» THINGS TO DO:
- a) In the post on Bestial Wrath, rewrite the passage starting with "Compare the above" and going on through "in SL anyways.", swapping "secondary stats" for "tertiary stats".
- b) According to the post on Bestial Wrath, what does the normally 25% damage bonus of Bestial Wrath become under the reworded Mastery?

It was the example I wrote out earlier:
In that way it avoids further quadratic scaling from itself.
technobabble...
If it had been worded as to buff Bestial Wrath and pet damage at all times (including during BW), it’d look something like this at X Mastery stat:
- Increases the damage done by your pets and summoned creatures and the effect of Bestial Wrath by 40%.
— Your normally 25% damage bonus Bestial Wrath therefore becomes 35%. Meanwhile, your pets are doing 40% more damage baseline… which then becomes 89% increased pet strength (1.4*1.35=1.89) during Bestial Wrath, up from the otherwise 75% bonus had BW not also been increased.
This boils down to basic product maximization (“Given a sum of X between two factors, what is the largest product possible?”) and why mostly balanced stats naturally hold themselves in equilibrium. (A good test for whether your stats are sufficiently balanced is simply how high one can be stacked before an increase to it would be less meaningful than an increase to another without any threshold/window or mechanical changes to its value.)
Compare the above against the case that an equal DPS value had been given from, individually, the general pet modifier and the Bestial Wrath modifier alone (if the Mastery were simplified to affect only BW or only general pet damage without respect to their multiplicity). The product, then, would be lower, because the two factors would be further apart from each other (7x3 instead of 5x5, for instance).
Tbf, it’s not a huge deal except if/when secondary stats get huge, which won’t likely be the case in SL anyways.
I consider that a problem unless a row is specifically reserved for the purpose of correcting/improving X core mechanic after Y level and those three options are in tight balance.
With SoB the obvious winner in nearly all fights and Chimaera Shot suiting an altogether different purpose, that’s just not the case here.
I feel like this ought to be more fun and applicable to leveling and PvP in general.

» DATA RECORDS:
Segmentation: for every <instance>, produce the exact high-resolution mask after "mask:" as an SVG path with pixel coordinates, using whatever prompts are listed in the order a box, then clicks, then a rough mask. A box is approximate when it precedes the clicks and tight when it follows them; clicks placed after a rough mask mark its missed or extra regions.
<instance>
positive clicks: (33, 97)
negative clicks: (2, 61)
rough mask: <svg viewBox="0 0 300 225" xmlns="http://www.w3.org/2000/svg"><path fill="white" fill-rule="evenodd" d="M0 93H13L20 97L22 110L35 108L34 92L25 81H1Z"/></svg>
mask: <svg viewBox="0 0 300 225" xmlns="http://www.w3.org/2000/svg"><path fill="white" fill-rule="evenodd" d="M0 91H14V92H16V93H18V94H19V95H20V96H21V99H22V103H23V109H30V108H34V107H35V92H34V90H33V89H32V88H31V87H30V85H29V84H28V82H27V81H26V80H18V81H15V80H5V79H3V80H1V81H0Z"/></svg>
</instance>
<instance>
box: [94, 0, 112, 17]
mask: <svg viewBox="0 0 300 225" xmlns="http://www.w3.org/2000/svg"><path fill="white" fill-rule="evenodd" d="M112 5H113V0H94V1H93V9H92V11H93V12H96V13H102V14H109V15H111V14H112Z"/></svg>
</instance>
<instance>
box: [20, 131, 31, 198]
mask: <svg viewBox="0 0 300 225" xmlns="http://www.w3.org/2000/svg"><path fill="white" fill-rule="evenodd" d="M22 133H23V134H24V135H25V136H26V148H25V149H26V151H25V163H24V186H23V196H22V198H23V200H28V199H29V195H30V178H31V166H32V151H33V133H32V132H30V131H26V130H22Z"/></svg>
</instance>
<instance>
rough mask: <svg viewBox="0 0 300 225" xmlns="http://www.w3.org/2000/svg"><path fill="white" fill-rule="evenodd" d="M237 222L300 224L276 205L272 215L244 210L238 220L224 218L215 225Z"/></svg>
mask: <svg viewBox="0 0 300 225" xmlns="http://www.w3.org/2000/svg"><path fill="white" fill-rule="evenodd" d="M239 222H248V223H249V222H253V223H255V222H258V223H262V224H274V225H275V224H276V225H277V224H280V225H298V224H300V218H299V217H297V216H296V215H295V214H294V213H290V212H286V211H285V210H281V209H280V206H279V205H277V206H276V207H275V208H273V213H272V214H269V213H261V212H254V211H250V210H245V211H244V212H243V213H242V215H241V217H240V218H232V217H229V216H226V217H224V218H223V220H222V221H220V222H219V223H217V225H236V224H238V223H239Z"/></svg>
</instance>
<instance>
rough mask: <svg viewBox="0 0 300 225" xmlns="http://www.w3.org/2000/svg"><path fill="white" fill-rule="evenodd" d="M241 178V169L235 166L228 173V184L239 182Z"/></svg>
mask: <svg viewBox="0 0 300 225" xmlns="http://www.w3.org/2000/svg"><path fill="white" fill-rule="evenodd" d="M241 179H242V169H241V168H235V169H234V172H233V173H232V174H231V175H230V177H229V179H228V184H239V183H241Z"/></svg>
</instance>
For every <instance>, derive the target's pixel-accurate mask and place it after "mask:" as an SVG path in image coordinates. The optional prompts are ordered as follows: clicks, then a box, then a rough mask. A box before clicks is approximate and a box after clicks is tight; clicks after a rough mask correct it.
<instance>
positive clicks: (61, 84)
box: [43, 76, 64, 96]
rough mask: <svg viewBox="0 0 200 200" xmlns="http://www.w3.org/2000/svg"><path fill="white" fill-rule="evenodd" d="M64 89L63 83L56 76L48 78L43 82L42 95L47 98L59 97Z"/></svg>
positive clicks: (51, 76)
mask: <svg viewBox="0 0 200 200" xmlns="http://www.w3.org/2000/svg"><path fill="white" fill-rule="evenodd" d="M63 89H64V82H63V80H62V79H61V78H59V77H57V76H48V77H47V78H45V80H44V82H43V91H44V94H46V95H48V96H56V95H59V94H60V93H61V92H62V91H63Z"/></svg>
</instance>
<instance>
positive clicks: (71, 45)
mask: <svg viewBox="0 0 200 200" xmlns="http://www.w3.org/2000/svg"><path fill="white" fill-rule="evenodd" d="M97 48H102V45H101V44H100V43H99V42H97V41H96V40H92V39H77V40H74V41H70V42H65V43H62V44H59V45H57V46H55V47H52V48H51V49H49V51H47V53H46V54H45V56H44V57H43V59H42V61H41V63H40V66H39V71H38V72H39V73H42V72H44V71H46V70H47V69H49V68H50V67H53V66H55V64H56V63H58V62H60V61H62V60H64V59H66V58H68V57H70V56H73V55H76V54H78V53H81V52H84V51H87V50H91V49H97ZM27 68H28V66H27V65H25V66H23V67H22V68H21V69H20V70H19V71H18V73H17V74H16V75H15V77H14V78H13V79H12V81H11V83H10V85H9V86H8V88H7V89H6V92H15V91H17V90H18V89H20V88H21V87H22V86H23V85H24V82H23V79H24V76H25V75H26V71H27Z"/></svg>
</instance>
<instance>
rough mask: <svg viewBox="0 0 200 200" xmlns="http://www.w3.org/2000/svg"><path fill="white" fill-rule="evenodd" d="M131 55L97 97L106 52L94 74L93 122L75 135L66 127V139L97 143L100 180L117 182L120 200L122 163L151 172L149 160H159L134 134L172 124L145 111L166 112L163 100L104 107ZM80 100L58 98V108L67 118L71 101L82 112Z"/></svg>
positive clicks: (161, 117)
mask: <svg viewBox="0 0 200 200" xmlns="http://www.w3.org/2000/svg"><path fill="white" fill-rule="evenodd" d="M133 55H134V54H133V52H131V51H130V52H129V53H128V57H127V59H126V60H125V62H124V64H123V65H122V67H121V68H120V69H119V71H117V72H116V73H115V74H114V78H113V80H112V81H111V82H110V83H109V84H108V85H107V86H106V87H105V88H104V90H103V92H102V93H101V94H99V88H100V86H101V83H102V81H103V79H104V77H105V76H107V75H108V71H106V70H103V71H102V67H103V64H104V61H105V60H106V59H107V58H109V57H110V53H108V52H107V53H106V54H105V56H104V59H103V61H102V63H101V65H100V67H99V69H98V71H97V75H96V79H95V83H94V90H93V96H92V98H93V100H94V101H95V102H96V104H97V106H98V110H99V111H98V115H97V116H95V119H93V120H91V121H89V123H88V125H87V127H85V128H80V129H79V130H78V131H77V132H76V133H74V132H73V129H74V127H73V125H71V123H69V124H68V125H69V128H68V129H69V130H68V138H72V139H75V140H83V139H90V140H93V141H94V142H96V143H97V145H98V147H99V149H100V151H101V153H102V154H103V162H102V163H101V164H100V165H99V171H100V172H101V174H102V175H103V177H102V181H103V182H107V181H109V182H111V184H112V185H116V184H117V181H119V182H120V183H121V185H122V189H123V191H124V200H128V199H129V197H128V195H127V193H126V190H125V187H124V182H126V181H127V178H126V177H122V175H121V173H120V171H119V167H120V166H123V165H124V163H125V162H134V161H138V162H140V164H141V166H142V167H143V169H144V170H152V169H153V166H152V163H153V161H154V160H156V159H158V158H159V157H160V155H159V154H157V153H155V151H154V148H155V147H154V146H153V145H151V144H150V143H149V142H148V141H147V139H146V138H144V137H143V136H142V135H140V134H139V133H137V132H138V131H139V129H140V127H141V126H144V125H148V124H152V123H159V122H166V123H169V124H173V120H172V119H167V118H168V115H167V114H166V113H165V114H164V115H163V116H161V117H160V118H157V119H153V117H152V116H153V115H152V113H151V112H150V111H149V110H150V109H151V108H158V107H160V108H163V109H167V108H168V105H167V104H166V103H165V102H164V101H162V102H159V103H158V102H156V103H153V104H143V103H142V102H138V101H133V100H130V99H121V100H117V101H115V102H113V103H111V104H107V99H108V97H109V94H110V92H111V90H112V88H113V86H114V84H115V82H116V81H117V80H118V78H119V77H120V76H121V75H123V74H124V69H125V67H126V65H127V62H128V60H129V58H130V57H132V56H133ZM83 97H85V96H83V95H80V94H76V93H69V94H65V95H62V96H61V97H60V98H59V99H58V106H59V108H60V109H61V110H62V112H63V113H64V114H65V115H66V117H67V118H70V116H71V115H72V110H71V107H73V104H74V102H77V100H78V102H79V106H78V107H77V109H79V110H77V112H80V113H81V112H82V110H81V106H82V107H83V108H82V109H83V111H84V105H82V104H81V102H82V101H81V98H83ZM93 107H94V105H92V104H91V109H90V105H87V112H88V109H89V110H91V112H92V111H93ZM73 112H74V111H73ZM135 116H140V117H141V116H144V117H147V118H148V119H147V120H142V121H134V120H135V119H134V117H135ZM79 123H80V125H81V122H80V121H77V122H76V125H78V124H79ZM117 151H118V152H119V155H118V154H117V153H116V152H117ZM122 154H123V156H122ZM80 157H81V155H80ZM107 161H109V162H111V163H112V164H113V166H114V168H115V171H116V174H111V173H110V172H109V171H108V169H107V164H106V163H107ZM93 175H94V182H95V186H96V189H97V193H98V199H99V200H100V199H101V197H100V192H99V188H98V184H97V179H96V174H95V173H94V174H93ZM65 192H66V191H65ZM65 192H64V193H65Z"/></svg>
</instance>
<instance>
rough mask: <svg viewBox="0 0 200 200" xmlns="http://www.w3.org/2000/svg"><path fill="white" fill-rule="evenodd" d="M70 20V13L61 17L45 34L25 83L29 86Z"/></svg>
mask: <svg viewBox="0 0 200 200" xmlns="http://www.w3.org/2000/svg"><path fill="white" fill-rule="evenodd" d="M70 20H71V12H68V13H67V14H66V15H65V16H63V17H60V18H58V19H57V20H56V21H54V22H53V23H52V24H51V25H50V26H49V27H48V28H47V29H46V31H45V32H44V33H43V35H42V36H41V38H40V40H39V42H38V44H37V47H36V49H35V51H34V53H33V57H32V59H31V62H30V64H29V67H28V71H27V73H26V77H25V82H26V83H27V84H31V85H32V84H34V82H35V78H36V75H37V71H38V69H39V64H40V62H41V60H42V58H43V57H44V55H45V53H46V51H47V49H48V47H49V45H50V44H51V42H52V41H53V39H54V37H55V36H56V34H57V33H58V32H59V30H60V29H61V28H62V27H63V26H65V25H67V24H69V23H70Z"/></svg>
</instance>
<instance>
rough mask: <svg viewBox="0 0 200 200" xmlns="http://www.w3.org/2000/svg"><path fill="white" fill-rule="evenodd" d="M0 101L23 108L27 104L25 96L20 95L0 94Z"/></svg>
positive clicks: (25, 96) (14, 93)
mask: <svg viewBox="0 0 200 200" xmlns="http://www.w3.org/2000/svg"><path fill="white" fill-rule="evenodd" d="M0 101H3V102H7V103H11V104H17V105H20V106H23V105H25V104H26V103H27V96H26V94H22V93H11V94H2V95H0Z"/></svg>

» ANSWERS TO THE EXERCISES:
- a)
Compare the above against the case that an equal DPS value had been given from, individually, the general pet modifier and the Bestial Wrath modifier alone (if the Mastery were simplified to affect only BW or only general pet damage without respect to their multiplicity). The product, then, would be lower, because the two factors would be further apart from each other (7x3 instead of 5x5, for instance).
Tbf, it’s not a huge deal except if/when tertiary stats get huge, which won’t likely be the case in SL anyways.

- b) It becomes 35%.